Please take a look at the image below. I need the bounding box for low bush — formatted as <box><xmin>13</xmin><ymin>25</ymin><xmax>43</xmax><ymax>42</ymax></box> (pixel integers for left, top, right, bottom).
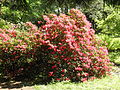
<box><xmin>98</xmin><ymin>34</ymin><xmax>120</xmax><ymax>51</ymax></box>
<box><xmin>0</xmin><ymin>9</ymin><xmax>111</xmax><ymax>81</ymax></box>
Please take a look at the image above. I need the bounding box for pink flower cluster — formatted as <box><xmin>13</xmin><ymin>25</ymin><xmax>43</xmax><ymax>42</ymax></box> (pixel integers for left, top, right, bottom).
<box><xmin>40</xmin><ymin>9</ymin><xmax>110</xmax><ymax>81</ymax></box>
<box><xmin>0</xmin><ymin>9</ymin><xmax>111</xmax><ymax>81</ymax></box>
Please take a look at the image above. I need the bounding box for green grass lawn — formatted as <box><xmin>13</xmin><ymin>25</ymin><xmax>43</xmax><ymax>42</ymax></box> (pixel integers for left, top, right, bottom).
<box><xmin>34</xmin><ymin>52</ymin><xmax>120</xmax><ymax>90</ymax></box>
<box><xmin>34</xmin><ymin>75</ymin><xmax>120</xmax><ymax>90</ymax></box>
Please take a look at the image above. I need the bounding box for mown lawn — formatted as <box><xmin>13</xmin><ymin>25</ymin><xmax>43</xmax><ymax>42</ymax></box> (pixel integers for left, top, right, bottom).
<box><xmin>34</xmin><ymin>75</ymin><xmax>120</xmax><ymax>90</ymax></box>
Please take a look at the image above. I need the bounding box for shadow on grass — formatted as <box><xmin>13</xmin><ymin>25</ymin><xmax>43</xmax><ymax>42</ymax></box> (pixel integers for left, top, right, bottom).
<box><xmin>0</xmin><ymin>62</ymin><xmax>51</xmax><ymax>90</ymax></box>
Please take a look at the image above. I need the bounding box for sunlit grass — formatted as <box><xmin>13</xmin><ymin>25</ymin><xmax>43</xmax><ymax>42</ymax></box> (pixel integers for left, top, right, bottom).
<box><xmin>34</xmin><ymin>75</ymin><xmax>120</xmax><ymax>90</ymax></box>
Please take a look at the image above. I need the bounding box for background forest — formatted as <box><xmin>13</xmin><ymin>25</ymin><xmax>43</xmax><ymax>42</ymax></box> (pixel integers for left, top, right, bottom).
<box><xmin>0</xmin><ymin>0</ymin><xmax>120</xmax><ymax>90</ymax></box>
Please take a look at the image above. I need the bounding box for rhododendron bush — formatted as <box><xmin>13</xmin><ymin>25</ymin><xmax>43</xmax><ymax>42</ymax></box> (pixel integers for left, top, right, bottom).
<box><xmin>0</xmin><ymin>9</ymin><xmax>111</xmax><ymax>81</ymax></box>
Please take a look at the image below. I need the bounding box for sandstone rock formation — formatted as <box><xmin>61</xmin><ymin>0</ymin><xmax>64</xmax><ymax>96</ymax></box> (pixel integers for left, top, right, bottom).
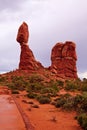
<box><xmin>17</xmin><ymin>22</ymin><xmax>78</xmax><ymax>79</ymax></box>
<box><xmin>50</xmin><ymin>41</ymin><xmax>78</xmax><ymax>79</ymax></box>
<box><xmin>17</xmin><ymin>22</ymin><xmax>43</xmax><ymax>70</ymax></box>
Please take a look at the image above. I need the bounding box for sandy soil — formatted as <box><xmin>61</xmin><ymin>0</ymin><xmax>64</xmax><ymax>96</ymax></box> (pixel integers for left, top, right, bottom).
<box><xmin>0</xmin><ymin>87</ymin><xmax>25</xmax><ymax>130</ymax></box>
<box><xmin>16</xmin><ymin>92</ymin><xmax>82</xmax><ymax>130</ymax></box>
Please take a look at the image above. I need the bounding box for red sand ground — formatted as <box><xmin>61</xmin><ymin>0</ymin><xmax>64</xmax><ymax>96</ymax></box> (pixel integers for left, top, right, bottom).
<box><xmin>16</xmin><ymin>90</ymin><xmax>82</xmax><ymax>130</ymax></box>
<box><xmin>0</xmin><ymin>87</ymin><xmax>25</xmax><ymax>130</ymax></box>
<box><xmin>0</xmin><ymin>87</ymin><xmax>82</xmax><ymax>130</ymax></box>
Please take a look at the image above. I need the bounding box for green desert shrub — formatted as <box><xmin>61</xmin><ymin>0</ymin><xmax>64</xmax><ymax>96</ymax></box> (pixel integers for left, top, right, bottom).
<box><xmin>65</xmin><ymin>81</ymin><xmax>80</xmax><ymax>91</ymax></box>
<box><xmin>77</xmin><ymin>113</ymin><xmax>87</xmax><ymax>130</ymax></box>
<box><xmin>27</xmin><ymin>92</ymin><xmax>37</xmax><ymax>99</ymax></box>
<box><xmin>81</xmin><ymin>83</ymin><xmax>87</xmax><ymax>91</ymax></box>
<box><xmin>37</xmin><ymin>95</ymin><xmax>51</xmax><ymax>104</ymax></box>
<box><xmin>12</xmin><ymin>90</ymin><xmax>19</xmax><ymax>94</ymax></box>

* _STATED EXERCISE_
Locate every line in the records that contains the string "green" and copy each of those lines. Case counts.

* _THE OUTPUT_
Please take a look at the image above. I need the bounding box for green grass lawn — formatted as <box><xmin>13</xmin><ymin>25</ymin><xmax>43</xmax><ymax>42</ymax></box> (pixel integers for left, top, right, bottom).
Please take a look at the image above. I need the bounding box for green desert shrub — formatted as <box><xmin>61</xmin><ymin>0</ymin><xmax>64</xmax><ymax>96</ymax></box> (pixel integers for left, top, right, bottom).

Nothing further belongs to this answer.